**What is being asked**:
Arrange the lines of the records from the one containing "tag the seal's snout, one point per instance." through the one containing "<point>391,269</point>", both included, as a Markdown table with the columns Row and Line. Number each line in the Row column and skip any blank lines.

:: Recorded information

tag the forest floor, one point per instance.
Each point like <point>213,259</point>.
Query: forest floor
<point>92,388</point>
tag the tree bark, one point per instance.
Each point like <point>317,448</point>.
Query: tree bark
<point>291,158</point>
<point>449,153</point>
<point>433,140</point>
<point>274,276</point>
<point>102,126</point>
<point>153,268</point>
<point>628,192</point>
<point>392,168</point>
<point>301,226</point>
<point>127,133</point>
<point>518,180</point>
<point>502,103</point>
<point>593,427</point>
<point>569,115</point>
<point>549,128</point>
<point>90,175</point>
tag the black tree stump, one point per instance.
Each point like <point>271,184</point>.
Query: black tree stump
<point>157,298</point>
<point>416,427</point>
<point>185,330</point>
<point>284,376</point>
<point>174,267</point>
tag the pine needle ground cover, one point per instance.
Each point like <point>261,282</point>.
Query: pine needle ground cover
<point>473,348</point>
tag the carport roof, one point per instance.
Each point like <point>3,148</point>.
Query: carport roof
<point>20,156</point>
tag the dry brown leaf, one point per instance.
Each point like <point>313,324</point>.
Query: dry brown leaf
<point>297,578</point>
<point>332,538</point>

::::
:: Recorded information

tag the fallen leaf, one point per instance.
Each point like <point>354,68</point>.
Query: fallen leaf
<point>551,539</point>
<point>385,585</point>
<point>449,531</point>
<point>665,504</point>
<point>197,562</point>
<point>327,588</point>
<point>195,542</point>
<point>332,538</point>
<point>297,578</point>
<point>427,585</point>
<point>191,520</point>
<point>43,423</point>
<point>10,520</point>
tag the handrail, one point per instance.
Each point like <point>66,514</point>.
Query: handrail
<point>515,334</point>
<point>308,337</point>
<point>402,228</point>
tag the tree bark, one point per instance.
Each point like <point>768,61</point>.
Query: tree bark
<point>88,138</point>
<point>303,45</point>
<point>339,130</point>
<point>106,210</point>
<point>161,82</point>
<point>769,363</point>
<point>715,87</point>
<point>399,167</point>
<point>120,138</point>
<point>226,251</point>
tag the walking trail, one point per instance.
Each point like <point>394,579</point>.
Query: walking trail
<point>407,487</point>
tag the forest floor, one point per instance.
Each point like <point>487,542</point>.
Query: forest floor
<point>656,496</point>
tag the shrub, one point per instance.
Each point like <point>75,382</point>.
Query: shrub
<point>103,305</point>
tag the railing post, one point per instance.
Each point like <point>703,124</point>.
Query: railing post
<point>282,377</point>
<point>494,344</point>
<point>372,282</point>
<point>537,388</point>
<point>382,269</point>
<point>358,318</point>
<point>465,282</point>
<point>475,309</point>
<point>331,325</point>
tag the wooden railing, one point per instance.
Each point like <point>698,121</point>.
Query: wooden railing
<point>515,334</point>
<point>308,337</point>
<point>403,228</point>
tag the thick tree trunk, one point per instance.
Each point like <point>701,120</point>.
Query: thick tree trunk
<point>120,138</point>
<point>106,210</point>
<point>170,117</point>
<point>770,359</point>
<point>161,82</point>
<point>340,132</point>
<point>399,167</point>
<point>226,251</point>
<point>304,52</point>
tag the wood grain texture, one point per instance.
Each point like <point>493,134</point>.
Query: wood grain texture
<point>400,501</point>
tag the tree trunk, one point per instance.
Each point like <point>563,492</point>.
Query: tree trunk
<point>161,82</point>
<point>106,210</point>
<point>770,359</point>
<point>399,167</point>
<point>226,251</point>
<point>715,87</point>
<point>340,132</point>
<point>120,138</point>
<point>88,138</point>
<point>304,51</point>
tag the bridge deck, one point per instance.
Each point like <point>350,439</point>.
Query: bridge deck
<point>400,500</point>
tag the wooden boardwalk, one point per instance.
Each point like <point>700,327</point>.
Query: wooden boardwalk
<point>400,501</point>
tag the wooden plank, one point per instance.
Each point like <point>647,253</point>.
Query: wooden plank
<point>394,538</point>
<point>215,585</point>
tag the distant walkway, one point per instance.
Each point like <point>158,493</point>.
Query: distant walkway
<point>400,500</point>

::::
:: Recorded information

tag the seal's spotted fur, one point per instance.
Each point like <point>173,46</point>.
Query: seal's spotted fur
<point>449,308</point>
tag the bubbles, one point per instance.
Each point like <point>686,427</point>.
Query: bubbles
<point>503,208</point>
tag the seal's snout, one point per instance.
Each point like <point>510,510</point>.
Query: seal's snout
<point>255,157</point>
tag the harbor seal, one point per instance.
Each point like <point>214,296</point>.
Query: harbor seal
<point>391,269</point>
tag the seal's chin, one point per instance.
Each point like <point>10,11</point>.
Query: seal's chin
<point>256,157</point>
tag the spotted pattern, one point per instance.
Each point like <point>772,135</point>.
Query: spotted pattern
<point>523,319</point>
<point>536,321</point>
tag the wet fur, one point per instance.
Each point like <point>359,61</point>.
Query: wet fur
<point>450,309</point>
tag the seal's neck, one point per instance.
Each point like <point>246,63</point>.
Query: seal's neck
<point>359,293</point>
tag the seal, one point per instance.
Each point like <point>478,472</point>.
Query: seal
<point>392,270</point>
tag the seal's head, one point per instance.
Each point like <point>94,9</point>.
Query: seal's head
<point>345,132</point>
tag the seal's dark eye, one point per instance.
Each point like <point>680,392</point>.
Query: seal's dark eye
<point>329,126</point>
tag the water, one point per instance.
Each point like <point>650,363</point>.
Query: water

::::

**Result below**:
| Row | Line |
|---|---|
| 1 | tag the seal's snout, one point per instance. |
| 2 | Each point like <point>510,510</point>. |
| 3 | Query: seal's snout |
| 4 | <point>255,157</point> |
| 5 | tag the harbor seal, one point per instance. |
| 6 | Each point like <point>214,296</point>. |
| 7 | Query: harbor seal |
| 8 | <point>391,269</point> |